* _ASSIGNMENT_:
Extract the lines beginning at the one that holds "of the breaking" and ending at the final line of the material below, keeping them exact and leaving out all pictures.

* _DATA EXCERPTS_:
*** Block opens ***

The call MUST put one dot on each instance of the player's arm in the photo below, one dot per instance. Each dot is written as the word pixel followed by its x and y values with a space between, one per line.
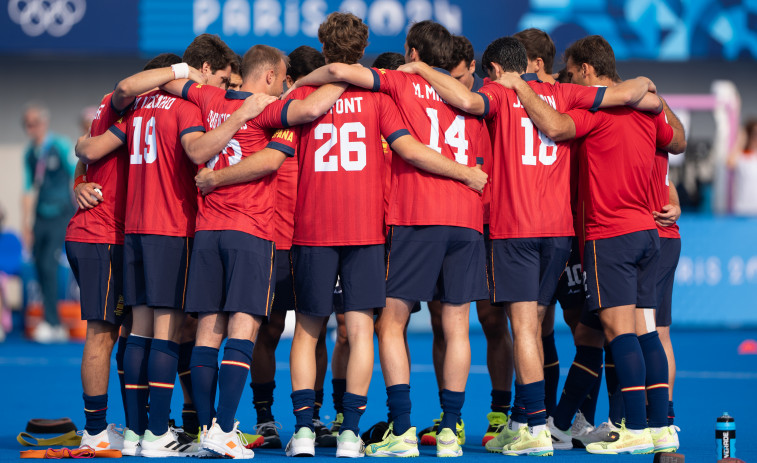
pixel 678 144
pixel 423 157
pixel 551 123
pixel 450 89
pixel 201 147
pixel 253 167
pixel 92 149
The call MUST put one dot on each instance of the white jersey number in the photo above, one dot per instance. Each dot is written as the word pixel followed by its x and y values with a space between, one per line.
pixel 325 162
pixel 547 147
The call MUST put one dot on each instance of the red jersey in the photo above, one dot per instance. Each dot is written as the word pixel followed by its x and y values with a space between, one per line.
pixel 418 197
pixel 161 196
pixel 245 207
pixel 104 223
pixel 530 176
pixel 616 159
pixel 340 187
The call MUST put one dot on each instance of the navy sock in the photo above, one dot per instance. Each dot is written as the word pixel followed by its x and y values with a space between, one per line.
pixel 262 399
pixel 354 407
pixel 656 379
pixel 120 351
pixel 95 408
pixel 615 398
pixel 398 400
pixel 318 404
pixel 452 405
pixel 533 402
pixel 631 372
pixel 583 374
pixel 136 355
pixel 551 372
pixel 340 387
pixel 303 401
pixel 501 401
pixel 204 367
pixel 164 358
pixel 232 377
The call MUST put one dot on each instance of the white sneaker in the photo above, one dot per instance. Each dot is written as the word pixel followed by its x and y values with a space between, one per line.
pixel 561 440
pixel 166 445
pixel 230 444
pixel 108 439
pixel 302 443
pixel 131 447
pixel 349 445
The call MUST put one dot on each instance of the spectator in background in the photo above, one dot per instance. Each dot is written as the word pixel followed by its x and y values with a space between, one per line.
pixel 743 163
pixel 46 208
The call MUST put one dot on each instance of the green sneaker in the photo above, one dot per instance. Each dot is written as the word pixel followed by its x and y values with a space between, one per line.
pixel 447 444
pixel 496 421
pixel 526 444
pixel 405 445
pixel 624 441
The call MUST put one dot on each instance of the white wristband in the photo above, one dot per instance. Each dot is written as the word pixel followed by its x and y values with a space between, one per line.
pixel 180 70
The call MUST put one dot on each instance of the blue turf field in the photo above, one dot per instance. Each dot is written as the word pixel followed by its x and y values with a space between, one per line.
pixel 43 382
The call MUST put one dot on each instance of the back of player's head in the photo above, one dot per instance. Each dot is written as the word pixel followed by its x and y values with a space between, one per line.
pixel 388 60
pixel 208 48
pixel 508 52
pixel 303 60
pixel 260 59
pixel 538 45
pixel 344 37
pixel 432 42
pixel 162 60
pixel 462 50
pixel 597 52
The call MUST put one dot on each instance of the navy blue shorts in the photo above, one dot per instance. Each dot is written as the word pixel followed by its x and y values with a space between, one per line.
pixel 670 251
pixel 283 298
pixel 361 271
pixel 155 270
pixel 527 269
pixel 98 269
pixel 231 271
pixel 571 289
pixel 622 270
pixel 436 262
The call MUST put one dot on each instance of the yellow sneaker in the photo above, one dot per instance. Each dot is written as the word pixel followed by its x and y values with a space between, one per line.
pixel 624 441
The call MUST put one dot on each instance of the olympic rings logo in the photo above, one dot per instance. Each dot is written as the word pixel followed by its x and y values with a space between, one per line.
pixel 56 17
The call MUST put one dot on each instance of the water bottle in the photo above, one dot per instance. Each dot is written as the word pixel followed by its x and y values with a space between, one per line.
pixel 725 434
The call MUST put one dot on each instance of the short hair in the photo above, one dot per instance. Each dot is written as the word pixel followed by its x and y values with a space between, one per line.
pixel 161 61
pixel 208 48
pixel 303 60
pixel 344 37
pixel 389 60
pixel 508 52
pixel 597 52
pixel 462 50
pixel 432 42
pixel 259 59
pixel 538 45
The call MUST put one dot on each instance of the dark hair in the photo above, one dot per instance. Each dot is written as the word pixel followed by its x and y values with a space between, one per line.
pixel 508 52
pixel 261 58
pixel 597 52
pixel 207 48
pixel 344 37
pixel 538 45
pixel 462 50
pixel 303 60
pixel 161 61
pixel 388 60
pixel 432 42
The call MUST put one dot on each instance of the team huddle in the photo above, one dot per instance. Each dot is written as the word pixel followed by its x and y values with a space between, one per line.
pixel 211 202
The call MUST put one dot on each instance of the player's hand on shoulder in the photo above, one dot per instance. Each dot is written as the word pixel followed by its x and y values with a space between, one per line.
pixel 88 195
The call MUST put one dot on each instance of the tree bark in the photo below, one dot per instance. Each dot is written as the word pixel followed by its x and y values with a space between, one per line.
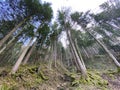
pixel 11 32
pixel 8 44
pixel 29 53
pixel 80 54
pixel 55 53
pixel 105 48
pixel 81 67
pixel 17 64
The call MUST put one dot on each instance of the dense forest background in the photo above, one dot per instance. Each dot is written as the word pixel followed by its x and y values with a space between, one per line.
pixel 29 37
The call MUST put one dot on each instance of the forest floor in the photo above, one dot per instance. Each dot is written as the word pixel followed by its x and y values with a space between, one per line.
pixel 42 77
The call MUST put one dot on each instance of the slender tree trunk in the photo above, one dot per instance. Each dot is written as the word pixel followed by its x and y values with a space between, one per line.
pixel 80 54
pixel 11 32
pixel 82 69
pixel 29 53
pixel 105 48
pixel 75 61
pixel 17 64
pixel 55 53
pixel 85 52
pixel 8 44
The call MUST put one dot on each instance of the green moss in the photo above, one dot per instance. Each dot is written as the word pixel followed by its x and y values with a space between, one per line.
pixel 92 79
pixel 118 70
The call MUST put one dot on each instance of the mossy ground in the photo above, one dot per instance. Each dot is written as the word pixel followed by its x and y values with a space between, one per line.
pixel 42 77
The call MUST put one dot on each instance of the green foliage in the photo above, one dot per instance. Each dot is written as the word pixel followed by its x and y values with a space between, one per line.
pixel 93 78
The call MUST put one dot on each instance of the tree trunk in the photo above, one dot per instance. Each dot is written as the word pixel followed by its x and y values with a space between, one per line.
pixel 105 48
pixel 82 69
pixel 8 44
pixel 80 54
pixel 85 52
pixel 55 53
pixel 17 64
pixel 29 53
pixel 11 32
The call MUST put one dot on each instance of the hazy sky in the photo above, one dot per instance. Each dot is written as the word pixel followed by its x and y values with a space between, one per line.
pixel 76 5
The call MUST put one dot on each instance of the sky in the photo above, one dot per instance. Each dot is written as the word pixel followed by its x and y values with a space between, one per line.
pixel 76 5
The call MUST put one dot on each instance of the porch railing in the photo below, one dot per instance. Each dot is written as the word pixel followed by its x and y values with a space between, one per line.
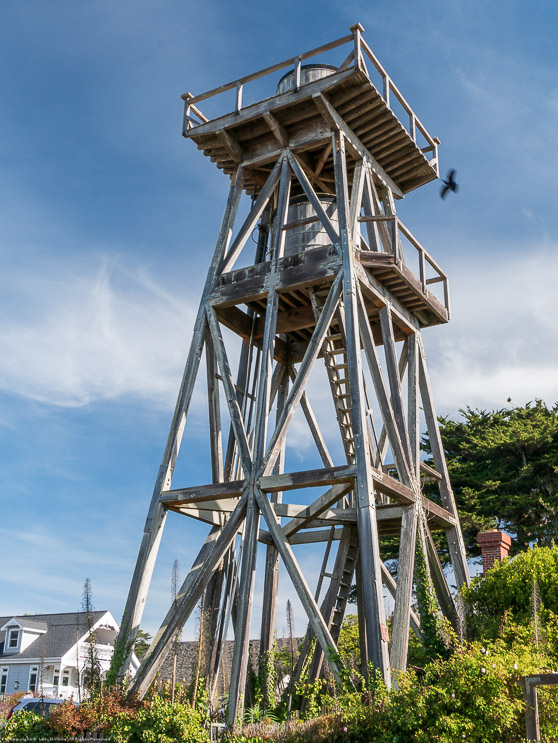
pixel 356 59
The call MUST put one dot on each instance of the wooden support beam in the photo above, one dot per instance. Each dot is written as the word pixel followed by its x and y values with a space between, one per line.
pixel 404 592
pixel 215 436
pixel 231 145
pixel 239 665
pixel 369 555
pixel 299 383
pixel 272 558
pixel 381 393
pixel 396 397
pixel 317 508
pixel 307 600
pixel 391 585
pixel 279 131
pixel 251 220
pixel 456 544
pixel 154 525
pixel 344 473
pixel 230 392
pixel 313 199
pixel 331 117
pixel 209 557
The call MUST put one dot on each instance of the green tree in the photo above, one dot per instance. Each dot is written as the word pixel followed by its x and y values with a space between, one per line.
pixel 142 643
pixel 503 466
pixel 505 594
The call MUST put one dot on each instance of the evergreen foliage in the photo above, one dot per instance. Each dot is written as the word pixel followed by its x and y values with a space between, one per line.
pixel 503 466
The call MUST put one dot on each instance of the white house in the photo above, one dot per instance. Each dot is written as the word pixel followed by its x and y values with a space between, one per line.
pixel 47 653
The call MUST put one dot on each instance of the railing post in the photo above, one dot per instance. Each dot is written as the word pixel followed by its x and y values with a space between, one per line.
pixel 357 30
pixel 413 127
pixel 387 83
pixel 186 123
pixel 395 239
pixel 297 74
pixel 238 103
pixel 422 270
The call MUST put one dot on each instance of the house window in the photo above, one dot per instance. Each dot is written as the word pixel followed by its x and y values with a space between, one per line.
pixel 33 676
pixel 3 680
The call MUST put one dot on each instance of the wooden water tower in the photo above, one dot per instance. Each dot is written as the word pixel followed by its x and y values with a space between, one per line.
pixel 334 279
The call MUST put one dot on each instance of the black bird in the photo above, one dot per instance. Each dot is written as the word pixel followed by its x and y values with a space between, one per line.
pixel 449 185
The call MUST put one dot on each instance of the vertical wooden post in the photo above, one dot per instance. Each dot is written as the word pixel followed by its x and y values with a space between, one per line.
pixel 153 530
pixel 455 538
pixel 271 577
pixel 369 553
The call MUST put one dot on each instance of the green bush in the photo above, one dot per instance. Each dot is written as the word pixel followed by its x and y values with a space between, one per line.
pixel 159 721
pixel 27 726
pixel 473 696
pixel 505 593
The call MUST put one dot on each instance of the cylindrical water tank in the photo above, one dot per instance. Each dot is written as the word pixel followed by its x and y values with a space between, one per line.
pixel 313 235
pixel 308 73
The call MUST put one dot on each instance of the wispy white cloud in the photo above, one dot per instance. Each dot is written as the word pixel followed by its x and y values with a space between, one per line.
pixel 503 338
pixel 82 333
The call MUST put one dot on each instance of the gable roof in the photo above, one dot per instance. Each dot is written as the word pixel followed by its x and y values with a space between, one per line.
pixel 63 631
pixel 25 623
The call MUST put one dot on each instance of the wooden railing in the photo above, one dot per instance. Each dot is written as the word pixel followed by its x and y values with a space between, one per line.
pixel 397 228
pixel 360 50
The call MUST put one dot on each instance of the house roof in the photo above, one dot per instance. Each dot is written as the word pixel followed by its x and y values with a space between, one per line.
pixel 63 631
pixel 27 623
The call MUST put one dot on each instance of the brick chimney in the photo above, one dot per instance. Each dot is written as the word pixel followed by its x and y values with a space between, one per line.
pixel 495 545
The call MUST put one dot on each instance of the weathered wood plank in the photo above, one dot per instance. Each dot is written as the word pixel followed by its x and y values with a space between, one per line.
pixel 330 115
pixel 307 600
pixel 209 557
pixel 344 473
pixel 299 383
pixel 369 555
pixel 155 522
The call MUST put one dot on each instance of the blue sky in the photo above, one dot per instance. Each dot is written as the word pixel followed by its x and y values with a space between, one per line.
pixel 108 219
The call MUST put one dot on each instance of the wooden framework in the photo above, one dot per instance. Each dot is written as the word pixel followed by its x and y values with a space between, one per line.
pixel 354 305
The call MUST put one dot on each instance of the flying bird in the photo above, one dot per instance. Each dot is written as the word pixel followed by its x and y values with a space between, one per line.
pixel 449 184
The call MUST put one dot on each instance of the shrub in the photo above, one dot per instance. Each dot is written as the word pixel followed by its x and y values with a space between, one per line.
pixel 27 726
pixel 505 592
pixel 159 721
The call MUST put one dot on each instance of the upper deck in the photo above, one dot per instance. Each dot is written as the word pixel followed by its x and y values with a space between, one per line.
pixel 358 94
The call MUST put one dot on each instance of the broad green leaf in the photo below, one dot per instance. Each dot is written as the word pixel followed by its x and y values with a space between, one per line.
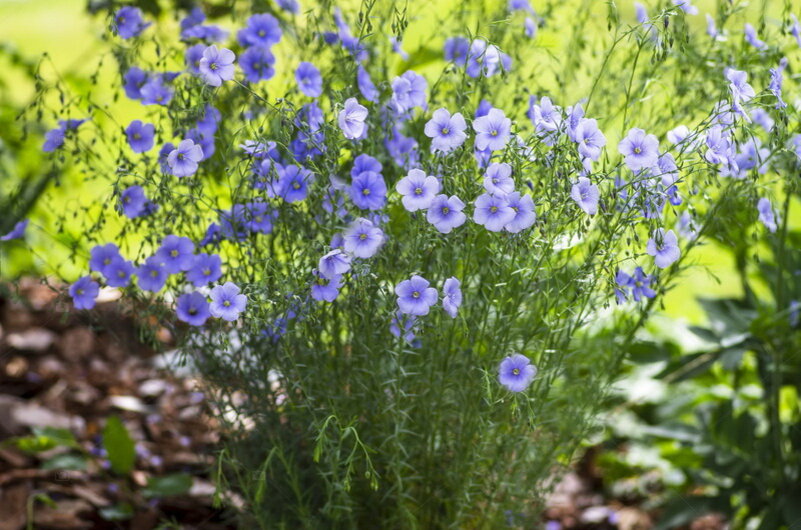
pixel 176 484
pixel 119 446
pixel 68 462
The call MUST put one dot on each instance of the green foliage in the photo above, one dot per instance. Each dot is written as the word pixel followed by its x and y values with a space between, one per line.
pixel 119 446
pixel 175 484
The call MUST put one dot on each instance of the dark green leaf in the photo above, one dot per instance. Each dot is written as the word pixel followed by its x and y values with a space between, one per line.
pixel 69 462
pixel 176 484
pixel 119 446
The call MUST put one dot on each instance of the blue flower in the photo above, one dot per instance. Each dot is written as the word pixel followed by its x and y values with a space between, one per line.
pixel 686 6
pixel 666 169
pixel 128 22
pixel 664 247
pixel 151 274
pixel 452 296
pixel 586 195
pixel 192 308
pixel 193 56
pixel 415 297
pixel 516 372
pixel 485 59
pixel 204 269
pixel 309 79
pixel 216 65
pixel 720 149
pixel 446 131
pixel 325 288
pixel 418 190
pixel 445 213
pixel 498 180
pixel 335 263
pixel 547 119
pixel 293 183
pixel 493 212
pixel 492 130
pixel 640 150
pixel 54 139
pixel 351 120
pixel 289 5
pixel 84 292
pixel 227 302
pixel 261 30
pixel 183 160
pixel 363 238
pixel 257 64
pixel 18 232
pixel 118 272
pixel 741 91
pixel 176 253
pixel 523 208
pixel 368 191
pixel 140 136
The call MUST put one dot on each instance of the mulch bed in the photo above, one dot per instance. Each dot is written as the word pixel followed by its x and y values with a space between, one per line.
pixel 65 369
pixel 73 370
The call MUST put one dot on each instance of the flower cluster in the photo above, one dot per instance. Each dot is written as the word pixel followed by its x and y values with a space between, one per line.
pixel 373 234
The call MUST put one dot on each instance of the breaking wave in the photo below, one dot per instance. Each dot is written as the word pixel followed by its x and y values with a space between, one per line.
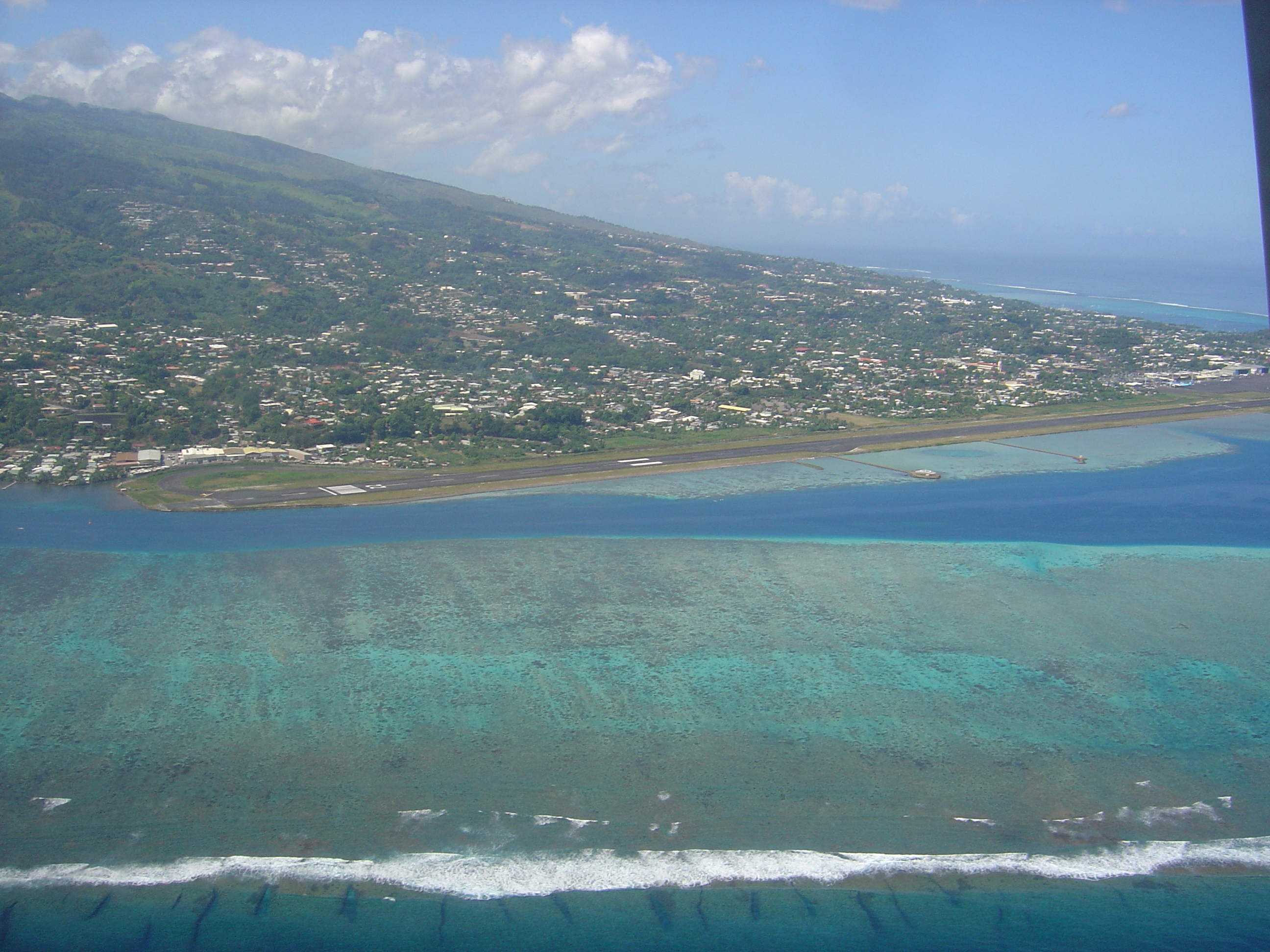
pixel 602 870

*** Block closes ***

* _RESULT FOR THIS EXERCISE_:
The call MUST put one dot on each instance of the breaking wave in the photo below, one dot per instance. Each dot is written as the word pixel followed by its x and y values with a space between, one per line.
pixel 602 870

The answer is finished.